* Quoted text:
%%

Fix loss computation in TFBertForPreTraining (#17898)

2025-07-31 02:02:21 +06:00 · 2022-06-28 12:44:56 +01:00 · 2022-06-28 12:44:56 +01:00 · 0094565fc5
commit 0094565fc5
parent 1dfa03f12b
1 changed files with 12 additions and 21 deletions
--- a/src/transformers/models/bert/modeling_tf_bert.py
+++ b/src/transformers/models/bert/modeling_tf_bert.py
@ -124,29 +124,20 @@ class TFBertPreTrainingLoss:
        loss_fn = tf.keras.losses.SparseCategoricalCrossentropy(
            from_logits=True, reduction=tf.keras.losses.Reduction.NONE
        )
+        unmasked_lm_losses = loss_fn(y_true=labels["labels"], y_pred=logits[0])
        # make sure only labels that are not equal to -100
-        # are taken into account as loss
-        masked_lm_active_loss = tf.not_equal(tf.reshape(tensor=labels["labels"], shape=(-1,)), -100)
-        masked_lm_reduced_logits = tf.boolean_mask(
-            tensor=tf.reshape(tensor=logits[0], shape=(-1, shape_list(logits[0])[2])),
-            mask=masked_lm_active_loss,
-        )

%%

* Source material:

%%

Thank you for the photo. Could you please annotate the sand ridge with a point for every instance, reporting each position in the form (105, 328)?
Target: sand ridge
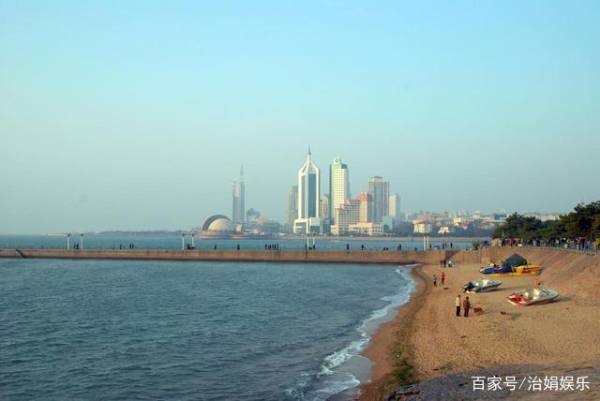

%%

* Problems and tasks:
[1] List every variable name that receives a value through an assignment in the BERT loss diff.
[2] Pick up the BERT loss diff after its final line and continue it.
The data has no connection to the BERT loss diff.

* Written answers:
[1] loss_fn, unmasked_lm_losses, masked_lm_active_loss, masked_lm_reduced_logits

[2]
-        masked_lm_labels = tf.boolean_mask(
-            tensor=tf.reshape(tensor=labels["labels"], shape=(-1,)), mask=masked_lm_active_loss
-        )
-        next_sentence_active_loss = tf.not_equal(tf.reshape(tensor=labels["next_sentence_label"], shape=(-1,)), -100)
-        next_sentence_reduced_logits = tf.boolean_mask(
-            tensor=tf.reshape(tensor=logits[1], shape=(-1, 2)), mask=next_sentence_active_loss
-        )
-        next_sentence_label = tf.boolean_mask(
-            tensor=tf.reshape(tensor=labels["next_sentence_label"], shape=(-1,)), mask=next_sentence_active_loss
-        )
-        masked_lm_loss = loss_fn(y_true=masked_lm_labels, y_pred=masked_lm_reduced_logits)
-        next_sentence_loss = loss_fn(y_true=next_sentence_label, y_pred=next_sentence_reduced_logits)
-        masked_lm_loss = tf.reshape(tensor=masked_lm_loss, shape=(-1, shape_list(next_sentence_loss)[0]))
-        masked_lm_loss = tf.reduce_mean(input_tensor=masked_lm_loss, axis=0)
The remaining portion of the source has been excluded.